▶ [Dataset lines]
■ ■ ■

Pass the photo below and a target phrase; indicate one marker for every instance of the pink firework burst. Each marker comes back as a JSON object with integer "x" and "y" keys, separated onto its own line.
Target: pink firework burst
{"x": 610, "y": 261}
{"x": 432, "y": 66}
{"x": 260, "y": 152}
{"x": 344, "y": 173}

■ ■ ■

▶ [What to produce]
Copy the lines above word for word, leaving nothing out.

▶ [Result for this exercise]
Pass the photo below and a target phrase; indicate one marker for every instance of the pink firework burst. Each marker comes back as a JSON object with integer "x" and "y" keys, separated onto its own line.
Target: pink firework burst
{"x": 610, "y": 261}
{"x": 432, "y": 66}
{"x": 260, "y": 152}
{"x": 344, "y": 173}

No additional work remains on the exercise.